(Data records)
# # # # # # #
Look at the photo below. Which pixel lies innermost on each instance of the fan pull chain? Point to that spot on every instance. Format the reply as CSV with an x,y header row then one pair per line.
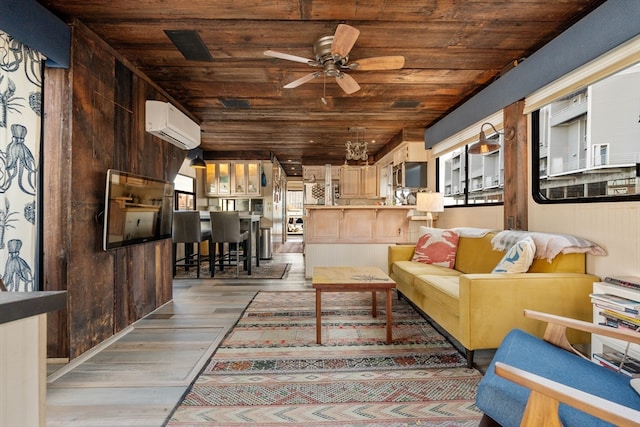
x,y
324,89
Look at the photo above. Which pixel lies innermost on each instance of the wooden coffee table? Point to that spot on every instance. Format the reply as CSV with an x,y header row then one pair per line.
x,y
351,279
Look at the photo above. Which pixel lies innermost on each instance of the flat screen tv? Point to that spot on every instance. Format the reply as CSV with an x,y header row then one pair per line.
x,y
138,209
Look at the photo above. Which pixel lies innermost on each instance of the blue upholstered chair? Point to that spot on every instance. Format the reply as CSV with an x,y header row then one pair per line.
x,y
557,374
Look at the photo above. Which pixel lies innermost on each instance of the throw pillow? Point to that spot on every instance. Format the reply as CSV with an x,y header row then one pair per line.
x,y
437,246
518,258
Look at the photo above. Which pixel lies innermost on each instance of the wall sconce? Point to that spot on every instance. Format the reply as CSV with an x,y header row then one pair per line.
x,y
486,146
429,202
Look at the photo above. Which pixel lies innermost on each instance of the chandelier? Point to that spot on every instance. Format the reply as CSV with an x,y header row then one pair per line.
x,y
357,150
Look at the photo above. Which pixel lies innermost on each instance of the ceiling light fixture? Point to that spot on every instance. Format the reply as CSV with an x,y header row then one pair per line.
x,y
357,150
198,163
485,145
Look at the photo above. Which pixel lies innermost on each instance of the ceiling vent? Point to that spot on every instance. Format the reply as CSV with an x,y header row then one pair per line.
x,y
170,124
189,44
405,104
235,103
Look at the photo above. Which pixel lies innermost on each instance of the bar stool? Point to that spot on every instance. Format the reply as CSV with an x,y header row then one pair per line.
x,y
225,228
187,229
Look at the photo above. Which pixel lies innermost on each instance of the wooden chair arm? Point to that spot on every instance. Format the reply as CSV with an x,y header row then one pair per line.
x,y
546,395
555,332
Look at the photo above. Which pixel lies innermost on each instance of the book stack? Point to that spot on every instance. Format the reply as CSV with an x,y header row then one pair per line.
x,y
618,312
626,282
619,362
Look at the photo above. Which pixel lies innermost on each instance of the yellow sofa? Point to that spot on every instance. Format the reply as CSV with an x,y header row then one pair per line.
x,y
477,307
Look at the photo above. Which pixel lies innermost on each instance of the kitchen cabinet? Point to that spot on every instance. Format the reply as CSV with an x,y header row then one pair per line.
x,y
358,181
410,152
231,178
315,173
218,179
246,178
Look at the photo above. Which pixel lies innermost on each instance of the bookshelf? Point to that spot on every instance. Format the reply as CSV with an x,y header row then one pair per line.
x,y
600,344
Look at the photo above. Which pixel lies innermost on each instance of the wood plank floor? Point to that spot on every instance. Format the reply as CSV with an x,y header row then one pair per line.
x,y
140,375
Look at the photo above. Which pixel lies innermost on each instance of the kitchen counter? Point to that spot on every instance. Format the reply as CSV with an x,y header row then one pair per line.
x,y
356,224
23,355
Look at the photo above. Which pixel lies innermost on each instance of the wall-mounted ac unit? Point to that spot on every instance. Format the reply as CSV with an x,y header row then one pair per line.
x,y
167,122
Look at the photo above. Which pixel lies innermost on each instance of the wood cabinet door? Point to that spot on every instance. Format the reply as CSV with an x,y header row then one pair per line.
x,y
370,181
350,182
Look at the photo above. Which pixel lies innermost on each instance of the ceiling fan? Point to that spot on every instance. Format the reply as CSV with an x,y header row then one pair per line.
x,y
332,54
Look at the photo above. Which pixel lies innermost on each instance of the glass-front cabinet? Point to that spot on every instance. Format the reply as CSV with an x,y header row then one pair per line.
x,y
246,178
230,178
218,179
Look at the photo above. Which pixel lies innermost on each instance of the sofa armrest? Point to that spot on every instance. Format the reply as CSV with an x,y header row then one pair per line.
x,y
399,253
492,304
555,332
545,396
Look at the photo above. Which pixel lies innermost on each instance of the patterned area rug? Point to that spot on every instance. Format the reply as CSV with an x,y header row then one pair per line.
x,y
270,372
291,247
266,270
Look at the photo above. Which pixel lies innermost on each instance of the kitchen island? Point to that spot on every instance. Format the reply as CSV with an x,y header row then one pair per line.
x,y
353,235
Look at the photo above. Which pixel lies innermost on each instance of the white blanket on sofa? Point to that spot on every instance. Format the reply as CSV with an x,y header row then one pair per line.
x,y
548,245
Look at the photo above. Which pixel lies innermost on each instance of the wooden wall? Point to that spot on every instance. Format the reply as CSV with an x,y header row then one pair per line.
x,y
94,120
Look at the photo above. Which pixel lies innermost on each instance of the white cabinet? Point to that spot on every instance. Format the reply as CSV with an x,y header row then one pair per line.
x,y
246,178
232,178
358,181
600,344
315,173
218,179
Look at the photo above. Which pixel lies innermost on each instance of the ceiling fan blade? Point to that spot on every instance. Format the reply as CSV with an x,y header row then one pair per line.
x,y
344,39
347,83
302,80
288,57
379,63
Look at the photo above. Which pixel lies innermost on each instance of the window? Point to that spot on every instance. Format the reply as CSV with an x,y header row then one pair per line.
x,y
586,145
472,179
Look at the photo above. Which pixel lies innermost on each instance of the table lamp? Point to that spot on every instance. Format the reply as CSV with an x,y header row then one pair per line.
x,y
430,202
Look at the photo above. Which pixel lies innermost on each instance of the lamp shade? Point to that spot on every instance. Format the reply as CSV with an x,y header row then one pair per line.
x,y
198,163
430,202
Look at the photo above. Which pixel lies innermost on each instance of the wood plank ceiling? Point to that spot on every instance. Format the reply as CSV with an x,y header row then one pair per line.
x,y
452,49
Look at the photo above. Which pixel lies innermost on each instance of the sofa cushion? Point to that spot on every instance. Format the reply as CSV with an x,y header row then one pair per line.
x,y
518,259
406,271
436,246
504,401
476,256
443,290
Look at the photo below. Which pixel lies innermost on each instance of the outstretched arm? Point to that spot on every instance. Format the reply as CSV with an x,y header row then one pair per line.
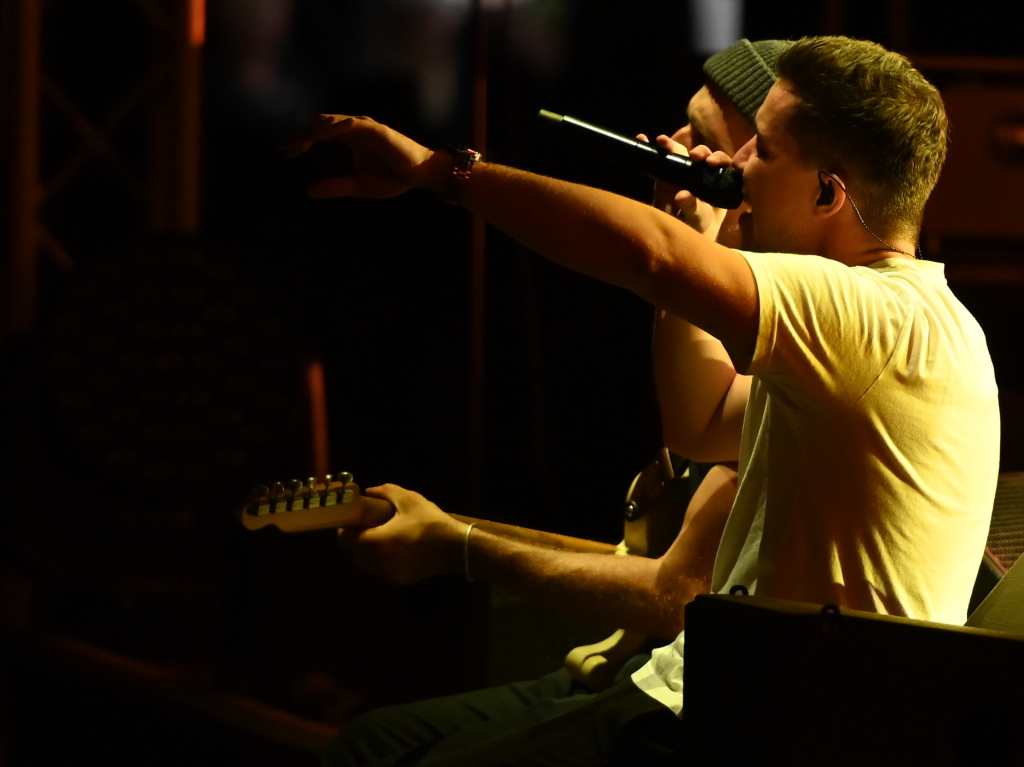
x,y
701,398
611,238
645,595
# # # # # # #
WHAT YOU SHOULD DO> Repeat the data exactly, dropping every picture it holds.

EXERCISE OUTPUT>
Look at the photo below. Which pixel lies innermost on each instance of the fan pull chain? Point to that spot on every instance. Format the reply as CSV with an x,y header row then one pair per line.
x,y
324,89
Look at the photo above. Which pixel lies innermost on each instance of the wooden coffee table? Point to that spot on every instance. Format the reply as CSV with an x,y header row then one pair per line.
x,y
351,279
Look at the photo above. Which pixel lies innermost on each instance of the flat screen tv? Point to that spot on every instance. Format the reply as CSV with an x,y header row then one pair per line.
x,y
138,209
Look at the photo above. Which pixel lies innermost on each instance of the blue upholstered chair? Point to that spot on every instance. Format the reply as CSV with an x,y header row then one pair per line.
x,y
557,374
Look at the photo above. Which pixel lies innermost on each instance of the throw pillow? Point to that spot on every instance. Format the reply as CSV with an x,y header row then one pair per line.
x,y
437,246
518,258
Look at the photo above. Which pixel lies innermost on each instance of the wall sconce? Point to that spot on every instance. Format the reply as CSV with an x,y header row then one pair per line.
x,y
486,146
429,202
Look at the photo above. Which pixel lies innermost on each instance of the chandelier? Point to that spot on every instance. Format the reply as CSV with an x,y header row then one pair per line.
x,y
357,150
Look at the photo above. Which pixel lies innermost on each instance of the ceiling light fixture? Point to that spot on every instance. Format the reply as CSV with an x,y header row then one pair per line.
x,y
357,150
198,163
485,145
Look at the photo above. Which pixel lies innermost on each instance of the ceiling vent? Point to that spot on every instance. Format the reply as CSV with an x,y header row then one pair per line.
x,y
170,124
189,44
405,104
235,103
Look at the photo above. Which pixel lies innermost on each instance of the bar stool? Point to that spot on every instance. Format the reply as CSV with an x,y header row then one pair per line.
x,y
225,228
187,229
Look at the photo above. Which pixel lies innermost on each instance of the wooden chair arm? Point to that spot on every instance. Format the reply as CSV with an x,y header row then one pair per line.
x,y
546,395
555,332
Look at the photo above. Which pixel lies innermost on each instance of the book stack? Point to that spot on every instance. Format the reply as CSV with an x,y header row then one pair per line.
x,y
618,312
626,282
619,362
Look at the photo above. Which pixel lies innermost on each instance of the yellow sofa? Point to that spot on every instance. Format the reply as CSV with an x,y header row then one pair per line.
x,y
477,307
Look at the photo above. Which pixel lies innermost on each instance of the kitchen cabinet? Point to that spot on every instance. Format the reply as CSV with an x,y header row then one pair per line.
x,y
358,181
410,152
231,178
315,173
218,179
246,178
Look at the photo above. Which pixel lies innermost on each instance of the bookshelf? Point to that spot on every instance. Format the reply as CSV with an x,y header row then one pair per line.
x,y
600,344
Look at the photo above. Which pixel lies innermost on each instance of the wood plank floor? Point to that spot on every instance. Format the reply as CSV with an x,y header row then one pair per line.
x,y
140,375
Look at the photo above. Which pixel lies innermost on each instance of the kitchen counter? Point to that spot on every instance. Format the reply as CSV with an x,y header row then one pair per line.
x,y
356,224
23,355
Look at the photo above. Which pixel lies innermost on each instance of the wall-mounted ac unit? Point to that spot on every instance. Format the reply as CSV with an x,y header row then one pair per line.
x,y
167,122
Look at the photo above. Which pixel lies innermost on each instance of the wood cabinet door? Point to that spot on every instance. Format the reply as CSV with an x,y header row then one pair per line.
x,y
370,181
350,182
Look at the photo above. Which pixel lies innermost on each instance of the ceiling fan? Point to that spot on every instance. Format the reply as CSV with an x,y header row then one pair per line.
x,y
332,54
Look at the photo above. Which pixel lies innermost on each instance of the glass-front cabinet? Point to that spot on every instance. Format the reply as CSV with an x,y header row then one pair per line.
x,y
246,178
230,178
218,179
Look at the photo above. Which pixel lies innermost on each instance of the sofa armrest? Point to that spot on every instance. Format the reply as CSV with an x,y header row then one pair per line.
x,y
399,253
492,304
555,332
545,396
Look at the photo above. Which pixel lies innermost on each instance of the patterned area rug? Point to that spot on every instance. Format the reply as CSV with an x,y header row then one pair per line.
x,y
270,372
291,247
266,270
Look at the photo above. Which pixel lies innermost on each instance of the kitchen island? Point to that spot on every instance. Format the reply as CSV with an x,y header row then one pair per line.
x,y
353,235
Look at the photo above. Which pixel lies innermost on each instance of the white blanket on sofa? Point to that spot on every instance. Format the reply as CSV with an x,y header row then one pair per line.
x,y
548,245
Look at the photo above. Which pixel lies innermost on each instance of the wooden wall? Point to that spot on every instance. Format the reply as CSV with an x,y header row then one pair per line.
x,y
94,120
Look at the photo above. Which pixel lies innermost on each instance of the white cabinet? Point to that spot on every instance. Format the reply as CSV with an x,y header row then one pair per line.
x,y
246,178
232,178
358,181
600,344
315,173
218,179
Look at the photo above. Which pixel lies innermost on each instance of the ceiling fan blade? Point to that spot on every instance. Format the reply as CSV with an x,y header row then one pair per line.
x,y
344,39
347,83
302,80
288,57
379,63
Look at the photo above. Which pixel lies innermost on each instance of the window? Point to that spot on every instance. Format the reply as CSV with an x,y header row then one pair per line.
x,y
586,145
472,179
Look at the photo above. Which pixel lies innermost on each instance of the table lamp? Point to that spot on every instance. Format the reply as CSV with an x,y header row then one pair per line.
x,y
430,202
Look at the photo above. Which pixel lies innermost on each instance of the lamp shade? Point to that spot on every instance. Format the reply as CSV with an x,y header row then one pair per line.
x,y
198,163
430,202
Look at the photo above. Which pixel lies innermost on each instance of the wood plank ceiling? Point to that spot on every instance. Format the reply as CSV with an x,y header row then one pair per line.
x,y
452,49
Look at the photo above. Which pixel lies innermost on each instance of the sofa cushion? Point to that spot on every instance. Format the reply as CSV with an x,y header row then one pair per line.
x,y
518,259
406,271
436,246
504,401
476,256
443,290
Look at the photo below. Which pixel lies innermost on each instance of the outstretched arm? Point to that spot on every instance. Format the reply as CSV with an x,y header row then one pair per line.
x,y
701,398
611,238
645,595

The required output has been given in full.